Gather every line below that contains the word "knife", and reproduce each such line in full.

-- START OF DATA SUPPLIED --

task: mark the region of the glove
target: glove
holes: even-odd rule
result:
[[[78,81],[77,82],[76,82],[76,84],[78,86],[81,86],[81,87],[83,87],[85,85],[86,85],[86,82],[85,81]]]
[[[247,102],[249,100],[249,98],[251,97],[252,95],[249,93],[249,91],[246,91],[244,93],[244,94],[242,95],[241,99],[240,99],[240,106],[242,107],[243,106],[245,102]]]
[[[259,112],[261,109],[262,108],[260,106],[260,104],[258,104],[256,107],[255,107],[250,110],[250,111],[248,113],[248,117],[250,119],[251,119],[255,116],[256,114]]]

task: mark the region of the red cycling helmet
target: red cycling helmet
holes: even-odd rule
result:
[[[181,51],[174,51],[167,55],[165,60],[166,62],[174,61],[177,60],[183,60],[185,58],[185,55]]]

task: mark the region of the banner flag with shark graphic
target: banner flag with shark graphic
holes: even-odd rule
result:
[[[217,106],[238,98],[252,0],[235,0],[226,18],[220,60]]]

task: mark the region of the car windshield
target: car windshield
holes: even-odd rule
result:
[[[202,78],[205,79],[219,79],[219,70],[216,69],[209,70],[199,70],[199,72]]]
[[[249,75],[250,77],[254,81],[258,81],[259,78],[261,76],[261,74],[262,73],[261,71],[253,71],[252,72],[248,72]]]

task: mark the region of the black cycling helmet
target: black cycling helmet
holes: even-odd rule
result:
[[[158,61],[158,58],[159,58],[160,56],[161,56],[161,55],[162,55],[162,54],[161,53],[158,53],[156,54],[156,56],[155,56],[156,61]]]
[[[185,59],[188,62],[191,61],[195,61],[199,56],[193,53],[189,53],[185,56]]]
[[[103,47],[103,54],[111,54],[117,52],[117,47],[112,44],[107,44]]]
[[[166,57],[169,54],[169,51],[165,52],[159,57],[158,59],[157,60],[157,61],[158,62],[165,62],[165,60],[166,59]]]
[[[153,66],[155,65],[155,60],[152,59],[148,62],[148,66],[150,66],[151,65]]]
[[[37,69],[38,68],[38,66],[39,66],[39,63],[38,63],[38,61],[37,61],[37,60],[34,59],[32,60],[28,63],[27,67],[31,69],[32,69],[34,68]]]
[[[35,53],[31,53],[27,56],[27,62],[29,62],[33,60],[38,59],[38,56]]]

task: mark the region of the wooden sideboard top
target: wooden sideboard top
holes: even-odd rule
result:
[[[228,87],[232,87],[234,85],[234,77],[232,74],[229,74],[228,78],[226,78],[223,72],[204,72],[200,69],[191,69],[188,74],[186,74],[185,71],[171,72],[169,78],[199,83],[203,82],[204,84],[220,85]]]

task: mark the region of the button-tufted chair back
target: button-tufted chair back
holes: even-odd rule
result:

-- END OF DATA SUPPLIED --
-- START OF DATA SUPPLIED --

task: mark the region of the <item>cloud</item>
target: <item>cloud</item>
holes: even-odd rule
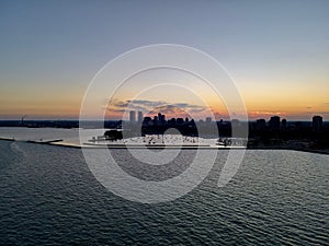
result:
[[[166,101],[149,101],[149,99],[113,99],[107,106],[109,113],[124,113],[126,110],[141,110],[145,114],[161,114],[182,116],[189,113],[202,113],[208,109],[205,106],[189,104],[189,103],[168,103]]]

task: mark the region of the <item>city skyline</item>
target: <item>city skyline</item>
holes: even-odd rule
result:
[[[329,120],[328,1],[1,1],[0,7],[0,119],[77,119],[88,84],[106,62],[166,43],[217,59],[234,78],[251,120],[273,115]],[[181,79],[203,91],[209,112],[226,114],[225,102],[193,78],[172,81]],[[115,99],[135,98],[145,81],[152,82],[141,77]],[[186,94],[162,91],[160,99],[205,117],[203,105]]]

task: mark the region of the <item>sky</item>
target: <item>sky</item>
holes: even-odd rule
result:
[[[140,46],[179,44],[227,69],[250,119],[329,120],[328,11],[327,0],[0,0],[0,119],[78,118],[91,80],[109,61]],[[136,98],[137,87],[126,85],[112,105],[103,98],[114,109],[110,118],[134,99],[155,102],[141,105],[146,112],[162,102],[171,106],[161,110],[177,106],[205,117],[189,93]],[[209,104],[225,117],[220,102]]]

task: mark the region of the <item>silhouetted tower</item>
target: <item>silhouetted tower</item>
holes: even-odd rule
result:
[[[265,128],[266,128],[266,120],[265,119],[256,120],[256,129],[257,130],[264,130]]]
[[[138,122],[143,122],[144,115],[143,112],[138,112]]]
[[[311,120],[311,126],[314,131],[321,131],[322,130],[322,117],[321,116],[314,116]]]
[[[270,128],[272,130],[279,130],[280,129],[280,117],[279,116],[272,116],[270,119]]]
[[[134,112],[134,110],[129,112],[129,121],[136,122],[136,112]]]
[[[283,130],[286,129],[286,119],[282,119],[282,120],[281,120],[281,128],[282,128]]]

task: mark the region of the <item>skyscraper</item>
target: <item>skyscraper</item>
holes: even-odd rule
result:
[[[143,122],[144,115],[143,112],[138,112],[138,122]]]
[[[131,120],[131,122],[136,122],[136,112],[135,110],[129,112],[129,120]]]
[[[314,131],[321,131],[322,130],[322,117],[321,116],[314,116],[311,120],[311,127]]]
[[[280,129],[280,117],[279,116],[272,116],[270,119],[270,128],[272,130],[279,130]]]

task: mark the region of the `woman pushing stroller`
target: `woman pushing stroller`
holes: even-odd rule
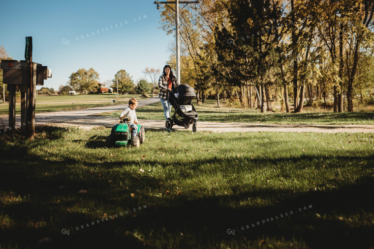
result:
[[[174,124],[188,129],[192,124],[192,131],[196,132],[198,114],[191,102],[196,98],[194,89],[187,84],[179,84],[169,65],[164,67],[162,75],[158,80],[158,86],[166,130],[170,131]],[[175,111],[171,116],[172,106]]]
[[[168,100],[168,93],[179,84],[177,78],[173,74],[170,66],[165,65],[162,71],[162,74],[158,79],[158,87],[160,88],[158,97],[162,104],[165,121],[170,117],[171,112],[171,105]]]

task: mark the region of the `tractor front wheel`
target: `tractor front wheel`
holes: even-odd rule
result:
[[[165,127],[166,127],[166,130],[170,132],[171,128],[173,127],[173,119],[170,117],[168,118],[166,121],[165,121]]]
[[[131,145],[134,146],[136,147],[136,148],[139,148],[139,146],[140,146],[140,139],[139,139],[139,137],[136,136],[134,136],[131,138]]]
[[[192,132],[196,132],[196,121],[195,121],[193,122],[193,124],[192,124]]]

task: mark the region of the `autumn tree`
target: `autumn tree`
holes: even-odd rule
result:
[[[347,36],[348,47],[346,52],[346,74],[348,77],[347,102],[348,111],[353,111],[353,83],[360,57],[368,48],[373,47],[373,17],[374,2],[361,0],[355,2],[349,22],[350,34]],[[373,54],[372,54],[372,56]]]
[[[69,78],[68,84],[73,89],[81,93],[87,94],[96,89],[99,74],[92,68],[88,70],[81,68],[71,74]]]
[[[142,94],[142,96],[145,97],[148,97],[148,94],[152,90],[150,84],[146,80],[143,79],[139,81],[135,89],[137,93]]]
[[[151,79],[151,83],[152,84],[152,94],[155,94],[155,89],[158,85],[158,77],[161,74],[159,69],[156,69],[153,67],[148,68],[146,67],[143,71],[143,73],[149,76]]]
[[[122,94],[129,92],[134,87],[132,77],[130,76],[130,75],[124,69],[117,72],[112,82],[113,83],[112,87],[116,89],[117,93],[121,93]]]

-- END OF DATA SUPPLIED --
-- START OF DATA SUPPLIED --

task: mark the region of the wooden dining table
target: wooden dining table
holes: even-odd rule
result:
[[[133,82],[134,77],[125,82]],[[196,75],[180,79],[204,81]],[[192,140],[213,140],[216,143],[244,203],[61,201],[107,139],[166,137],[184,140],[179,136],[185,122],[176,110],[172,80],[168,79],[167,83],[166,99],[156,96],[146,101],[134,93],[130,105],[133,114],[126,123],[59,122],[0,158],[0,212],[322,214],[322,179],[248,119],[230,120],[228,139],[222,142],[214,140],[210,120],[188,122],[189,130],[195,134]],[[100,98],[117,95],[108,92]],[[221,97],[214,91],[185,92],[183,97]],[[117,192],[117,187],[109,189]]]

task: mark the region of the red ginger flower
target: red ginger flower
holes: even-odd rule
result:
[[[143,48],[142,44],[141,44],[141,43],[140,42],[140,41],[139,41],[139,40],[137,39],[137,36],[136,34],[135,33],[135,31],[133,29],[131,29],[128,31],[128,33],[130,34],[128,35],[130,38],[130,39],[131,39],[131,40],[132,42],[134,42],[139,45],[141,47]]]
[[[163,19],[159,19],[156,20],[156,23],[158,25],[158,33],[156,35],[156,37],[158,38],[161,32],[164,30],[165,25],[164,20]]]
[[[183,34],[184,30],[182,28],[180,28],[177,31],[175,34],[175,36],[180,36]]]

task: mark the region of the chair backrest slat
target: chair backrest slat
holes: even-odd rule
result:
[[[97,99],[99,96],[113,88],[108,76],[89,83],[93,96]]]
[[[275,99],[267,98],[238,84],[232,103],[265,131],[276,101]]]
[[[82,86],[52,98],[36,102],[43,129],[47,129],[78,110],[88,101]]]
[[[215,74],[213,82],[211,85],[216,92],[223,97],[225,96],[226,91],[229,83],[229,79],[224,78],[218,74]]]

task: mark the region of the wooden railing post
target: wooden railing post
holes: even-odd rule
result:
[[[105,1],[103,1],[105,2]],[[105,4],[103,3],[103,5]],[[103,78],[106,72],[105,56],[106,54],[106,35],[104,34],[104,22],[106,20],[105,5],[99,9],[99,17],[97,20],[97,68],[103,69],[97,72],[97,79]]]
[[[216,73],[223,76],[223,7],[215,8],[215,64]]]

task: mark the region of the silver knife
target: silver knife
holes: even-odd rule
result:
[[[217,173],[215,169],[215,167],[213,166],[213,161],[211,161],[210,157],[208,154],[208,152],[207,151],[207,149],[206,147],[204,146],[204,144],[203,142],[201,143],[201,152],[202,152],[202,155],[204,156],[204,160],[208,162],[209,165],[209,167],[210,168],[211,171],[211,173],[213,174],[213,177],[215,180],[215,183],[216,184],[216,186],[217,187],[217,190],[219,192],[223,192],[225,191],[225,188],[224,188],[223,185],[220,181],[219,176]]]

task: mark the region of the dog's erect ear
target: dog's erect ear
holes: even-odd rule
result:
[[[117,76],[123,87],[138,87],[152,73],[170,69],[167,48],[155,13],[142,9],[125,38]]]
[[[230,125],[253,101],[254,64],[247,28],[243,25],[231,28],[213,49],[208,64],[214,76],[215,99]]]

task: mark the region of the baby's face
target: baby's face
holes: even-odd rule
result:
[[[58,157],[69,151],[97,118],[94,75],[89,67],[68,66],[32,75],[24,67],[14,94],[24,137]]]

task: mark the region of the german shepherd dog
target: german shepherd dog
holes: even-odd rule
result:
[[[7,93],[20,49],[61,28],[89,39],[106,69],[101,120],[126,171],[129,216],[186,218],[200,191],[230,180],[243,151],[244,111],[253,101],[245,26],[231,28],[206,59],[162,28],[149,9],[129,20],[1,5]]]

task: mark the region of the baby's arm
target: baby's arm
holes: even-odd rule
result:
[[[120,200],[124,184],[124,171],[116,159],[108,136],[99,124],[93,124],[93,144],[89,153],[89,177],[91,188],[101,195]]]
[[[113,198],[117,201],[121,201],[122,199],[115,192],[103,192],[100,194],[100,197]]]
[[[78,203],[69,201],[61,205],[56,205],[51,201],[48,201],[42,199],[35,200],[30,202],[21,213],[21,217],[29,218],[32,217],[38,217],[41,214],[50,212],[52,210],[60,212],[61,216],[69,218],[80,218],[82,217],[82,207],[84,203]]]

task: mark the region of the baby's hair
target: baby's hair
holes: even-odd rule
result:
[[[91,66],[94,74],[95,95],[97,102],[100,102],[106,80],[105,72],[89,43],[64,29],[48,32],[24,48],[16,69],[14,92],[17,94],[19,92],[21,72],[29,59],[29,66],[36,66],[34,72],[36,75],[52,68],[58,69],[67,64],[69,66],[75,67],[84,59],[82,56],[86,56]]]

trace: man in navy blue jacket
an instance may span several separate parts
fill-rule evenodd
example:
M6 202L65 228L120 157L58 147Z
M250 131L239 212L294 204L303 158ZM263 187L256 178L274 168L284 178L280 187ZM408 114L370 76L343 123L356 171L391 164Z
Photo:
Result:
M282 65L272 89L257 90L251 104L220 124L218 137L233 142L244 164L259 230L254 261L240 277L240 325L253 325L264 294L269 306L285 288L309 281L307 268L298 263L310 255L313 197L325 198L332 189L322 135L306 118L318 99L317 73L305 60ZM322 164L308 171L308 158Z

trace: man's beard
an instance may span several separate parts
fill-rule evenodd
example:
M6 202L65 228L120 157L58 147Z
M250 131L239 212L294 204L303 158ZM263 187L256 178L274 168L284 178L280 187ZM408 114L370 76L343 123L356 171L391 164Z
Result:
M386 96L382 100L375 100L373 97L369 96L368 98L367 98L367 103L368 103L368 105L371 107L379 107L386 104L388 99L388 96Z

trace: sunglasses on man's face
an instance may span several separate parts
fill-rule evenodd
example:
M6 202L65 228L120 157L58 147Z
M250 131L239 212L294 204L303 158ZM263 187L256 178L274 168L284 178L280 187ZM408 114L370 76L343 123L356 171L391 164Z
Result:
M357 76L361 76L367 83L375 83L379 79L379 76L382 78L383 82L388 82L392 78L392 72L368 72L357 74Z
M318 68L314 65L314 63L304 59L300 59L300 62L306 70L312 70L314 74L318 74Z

-- END OF DATA SUPPLIED --

TASK RESPONSE>
task: mark the region of the silver knife
target: silver knife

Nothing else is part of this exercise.